*Data:*
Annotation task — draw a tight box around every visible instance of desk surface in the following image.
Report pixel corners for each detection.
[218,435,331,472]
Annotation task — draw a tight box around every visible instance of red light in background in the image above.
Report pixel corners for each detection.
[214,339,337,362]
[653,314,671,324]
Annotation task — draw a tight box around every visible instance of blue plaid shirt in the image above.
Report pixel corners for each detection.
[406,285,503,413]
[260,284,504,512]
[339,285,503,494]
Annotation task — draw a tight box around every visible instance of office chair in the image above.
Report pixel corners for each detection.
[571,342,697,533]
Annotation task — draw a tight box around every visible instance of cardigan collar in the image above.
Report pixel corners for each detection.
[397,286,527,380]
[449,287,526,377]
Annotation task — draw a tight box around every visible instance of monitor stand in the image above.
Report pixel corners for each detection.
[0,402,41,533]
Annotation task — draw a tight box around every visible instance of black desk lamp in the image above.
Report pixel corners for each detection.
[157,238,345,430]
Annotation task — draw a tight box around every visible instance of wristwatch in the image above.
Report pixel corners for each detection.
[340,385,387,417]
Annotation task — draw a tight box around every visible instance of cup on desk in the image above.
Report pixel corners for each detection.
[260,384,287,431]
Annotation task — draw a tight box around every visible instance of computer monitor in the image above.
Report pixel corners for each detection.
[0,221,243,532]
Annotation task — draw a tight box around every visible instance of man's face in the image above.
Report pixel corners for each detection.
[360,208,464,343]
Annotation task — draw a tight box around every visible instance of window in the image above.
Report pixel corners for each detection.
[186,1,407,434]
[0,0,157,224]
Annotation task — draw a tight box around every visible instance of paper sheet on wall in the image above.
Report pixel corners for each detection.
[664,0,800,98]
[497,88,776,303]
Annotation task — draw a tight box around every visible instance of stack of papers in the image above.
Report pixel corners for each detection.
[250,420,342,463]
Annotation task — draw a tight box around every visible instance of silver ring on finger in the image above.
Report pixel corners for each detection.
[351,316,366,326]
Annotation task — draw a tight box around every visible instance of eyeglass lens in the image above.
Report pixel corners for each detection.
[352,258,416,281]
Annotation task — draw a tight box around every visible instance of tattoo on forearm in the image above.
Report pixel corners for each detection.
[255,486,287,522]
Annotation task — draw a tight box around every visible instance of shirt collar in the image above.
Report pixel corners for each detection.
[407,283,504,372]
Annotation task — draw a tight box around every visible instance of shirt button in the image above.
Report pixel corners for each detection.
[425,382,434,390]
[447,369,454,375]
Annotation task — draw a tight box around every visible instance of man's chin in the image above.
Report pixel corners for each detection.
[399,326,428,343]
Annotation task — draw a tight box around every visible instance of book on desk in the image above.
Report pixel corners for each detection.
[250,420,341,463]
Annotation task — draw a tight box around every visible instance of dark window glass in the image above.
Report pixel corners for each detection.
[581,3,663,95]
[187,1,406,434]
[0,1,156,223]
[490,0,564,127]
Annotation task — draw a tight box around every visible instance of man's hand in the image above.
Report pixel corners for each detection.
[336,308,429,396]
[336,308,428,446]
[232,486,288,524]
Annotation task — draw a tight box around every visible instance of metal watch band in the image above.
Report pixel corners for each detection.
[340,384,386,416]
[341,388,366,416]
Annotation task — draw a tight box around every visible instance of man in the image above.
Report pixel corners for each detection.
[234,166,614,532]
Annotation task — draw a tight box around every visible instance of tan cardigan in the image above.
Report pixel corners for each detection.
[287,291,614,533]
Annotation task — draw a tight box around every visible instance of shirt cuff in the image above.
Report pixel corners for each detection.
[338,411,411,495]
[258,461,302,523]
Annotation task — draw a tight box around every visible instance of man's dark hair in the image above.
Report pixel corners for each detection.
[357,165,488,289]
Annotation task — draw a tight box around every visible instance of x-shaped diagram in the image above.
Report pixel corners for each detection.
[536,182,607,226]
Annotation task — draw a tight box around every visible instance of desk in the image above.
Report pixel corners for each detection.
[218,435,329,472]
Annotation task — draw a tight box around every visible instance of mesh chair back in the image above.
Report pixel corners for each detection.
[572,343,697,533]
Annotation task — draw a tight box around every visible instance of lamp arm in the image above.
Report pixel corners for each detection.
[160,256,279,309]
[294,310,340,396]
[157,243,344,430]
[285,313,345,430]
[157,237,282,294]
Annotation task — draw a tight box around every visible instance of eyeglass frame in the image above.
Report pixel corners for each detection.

*Task requirements:* Please output the lines of the listing above that fall in the stretch from the one with "shirt collar in the image above." through the one with "book on desk in the image above.", exactly and only those.

*Your solution:*
Annotation task — draw a tight box around every visible instance of shirt collar in the image above.
Report pixel corners for each detection.
[407,283,504,372]
Annotation task — draw a tight box around every visible instance of shirt button in the image above.
Report pixel corners for each detection.
[425,382,434,390]
[447,369,454,375]
Annotation task — draw a tight box around every visible instance of man's chin in the image above.
Report pixel corners for each detection.
[399,326,428,343]
Annotation task — draw a tight box around every visible instance of book on desk in the image above.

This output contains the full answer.